Your assignment: Each entry should be repeated exactly. Its pictures should not be.

Stored data entries:
**********
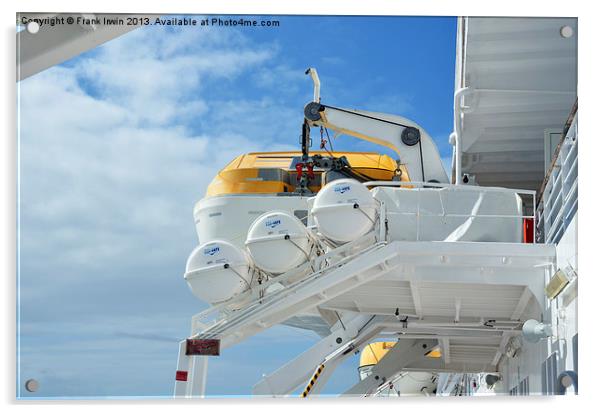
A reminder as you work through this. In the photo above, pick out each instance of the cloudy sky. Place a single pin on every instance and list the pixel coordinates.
(117, 144)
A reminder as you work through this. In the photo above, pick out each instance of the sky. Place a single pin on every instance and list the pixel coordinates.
(116, 145)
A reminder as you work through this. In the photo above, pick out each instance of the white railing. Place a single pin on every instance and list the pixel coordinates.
(558, 203)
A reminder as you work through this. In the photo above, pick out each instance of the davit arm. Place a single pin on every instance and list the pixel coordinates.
(415, 147)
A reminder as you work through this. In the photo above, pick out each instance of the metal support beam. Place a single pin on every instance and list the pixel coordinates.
(522, 304)
(416, 299)
(444, 343)
(293, 374)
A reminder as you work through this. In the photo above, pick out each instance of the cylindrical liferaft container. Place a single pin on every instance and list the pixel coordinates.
(344, 210)
(217, 271)
(278, 242)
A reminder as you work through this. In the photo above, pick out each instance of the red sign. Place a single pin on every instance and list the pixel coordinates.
(202, 347)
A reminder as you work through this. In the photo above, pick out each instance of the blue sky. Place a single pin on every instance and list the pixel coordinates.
(117, 144)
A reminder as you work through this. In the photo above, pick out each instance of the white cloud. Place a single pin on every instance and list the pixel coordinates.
(115, 148)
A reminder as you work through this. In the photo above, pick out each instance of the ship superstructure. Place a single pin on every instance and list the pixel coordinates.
(470, 285)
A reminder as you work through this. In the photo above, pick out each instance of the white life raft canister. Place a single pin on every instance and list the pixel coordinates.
(278, 242)
(344, 210)
(217, 271)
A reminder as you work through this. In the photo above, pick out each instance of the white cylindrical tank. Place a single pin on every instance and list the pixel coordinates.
(344, 210)
(278, 241)
(217, 271)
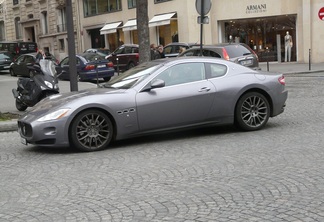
**********
Your solution:
A reminder as you work through this. In the photo above, pick out each instance of the cloudy sky. Place a single pin on every instance and list the pixel coordinates.
(117, 144)
A reminder as you work through this. In the photo above, pick out each instance of the sky. Place a single pin on every instance and list the pixel coordinates.
(116, 145)
A reminder as you work through this. In the photo above, pick out each instance of the white railing. Place a single pin on every instance and list the pixel coordinates.
(558, 203)
A reminder as you work through this. In the photo above, pick out each instance of the davit arm. Place a single pin on every instance and list the pixel coordinates.
(415, 147)
A reminder as you work through this. In the photo above, pick out each instance of the metal support beam. Place a single pin on every instance and list the pixel coordinates.
(522, 304)
(416, 299)
(444, 343)
(293, 374)
A reminder as you work through this. In the photo above, pick out each instance of the cylindrical liferaft container. Place a single pin on every instance and list the pixel coordinates.
(344, 210)
(217, 271)
(278, 242)
A reminder as you work through this. In the photo above, pick out each instance of the red sign. Place a single pin on every instance and list the pixel coordinates.
(202, 347)
A reminder as you work through this. In the photo above, pick out each instance of the blue sky. Place a single pin on every instance and list the pixel coordinates.
(117, 144)
A reminder as you work through this. In the photo above, pick out each instance of the white cloud. Place a single pin on every instance and list the pixel coordinates.
(115, 148)
A reminder as you work through this. In the photo above, pick out each instance of the ship superstructure. Place a single pin on every instance and list the pixel coordinates.
(470, 285)
A reminder as you work through this. In the photo above, pick out each instance of the white life raft canister. Place a single pin on every instance and list the pixel coordinates.
(278, 242)
(344, 210)
(217, 271)
A reminder as you work through this. In the photo above, pick out each instance of the white cylindrical tank. Place a single pin on every instance and list the pixel coordinates.
(344, 210)
(278, 241)
(217, 271)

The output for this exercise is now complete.